(Text block)
+ + + + + + +

US crude inventories at the Cushing storage hub in Oklahoma rose by about 407,000 barrels in the week through May 5, traders said citing Genscape data.
US jobless claims, meanwhile, continued to rise, although at a slower pace with 3.2 million more people seeking unemployment benefits for the week ended May 2. The latest numbers lifted the total to about 33 million claims since March 21.
Analysts at Rystad Energy projected global oil demand would decrease 10.9 per cent in 2020 to 88.7 million barrels per day (bpd) from around 99.5 million bpd in 2019. Last week, the energy consultant forecast demand next year would average 88.8 million bpd.
Oil prices were much higher earlier in the day following reports from Saudi Arabia on crude prices and imports and exports in China.
Saudi Arabia increased its official selling prices (OSP) for June after cutting May exports to almost the lowest in a decade following a deal by global producers to reduce output to prop up prices.

+ + + + + + +

(Work to complete)
- a) List every calendar date in the oil market report that names both a month and a specific day.
- b) Carry the oil market report forward from its final sentence.
The rows that follow are separate material and are not part of the oil market report.

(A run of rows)

+ + + + + + +

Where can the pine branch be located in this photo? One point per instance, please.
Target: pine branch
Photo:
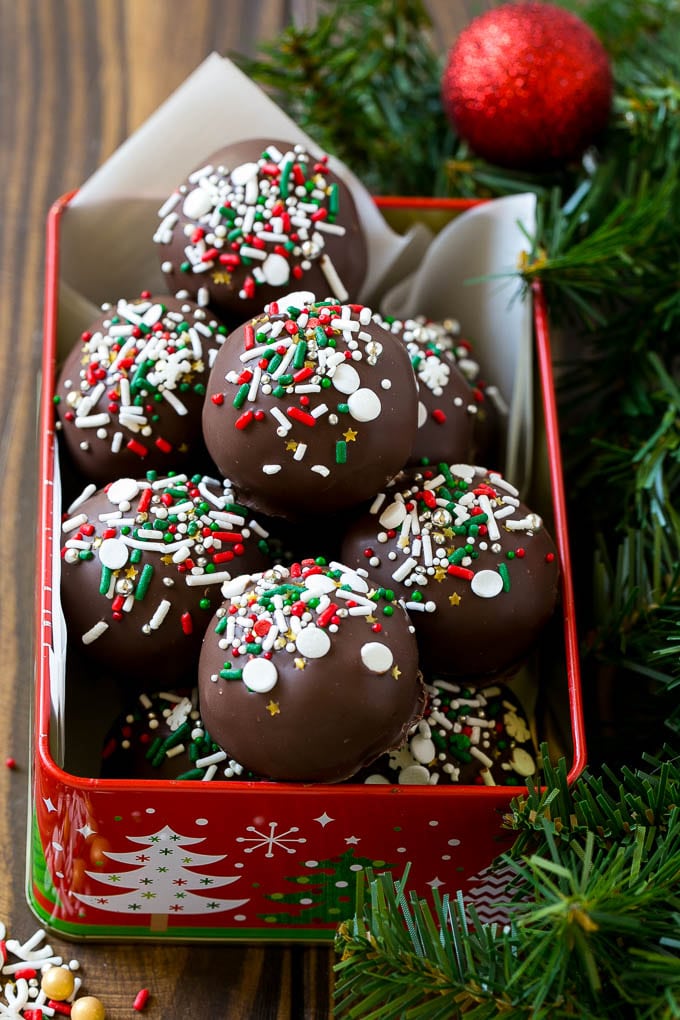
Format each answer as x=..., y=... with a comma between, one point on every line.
x=594, y=911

+ + + + + + +

(Outputs)
- a) May 5, May 2, March 21

- b)
“It is … likely seen as a strong indication that the Kingdom will follow through on its pledged supply cuts agreed at the 12 April OPEC+ emergency meeting,” Harry Tchilinguirian, head of commodity research at BNP Paribas, said.
The Organisation of the Petroleum Exporting Countries (OPEC) and allied producers – a grouping known as OPEC+ – agreed to cut production from May 1 by around 10 million bpd to help support prices.
In China, meanwhile, oil imports climbed to 10.42 million bpd in April from 9.68 million bpd in March, according to Reuters calculations based on customs data for the first four months of 2020.
However, the country’s imports for all goods fell, suggesting any recovery is some way off as economies around the world fall into recession.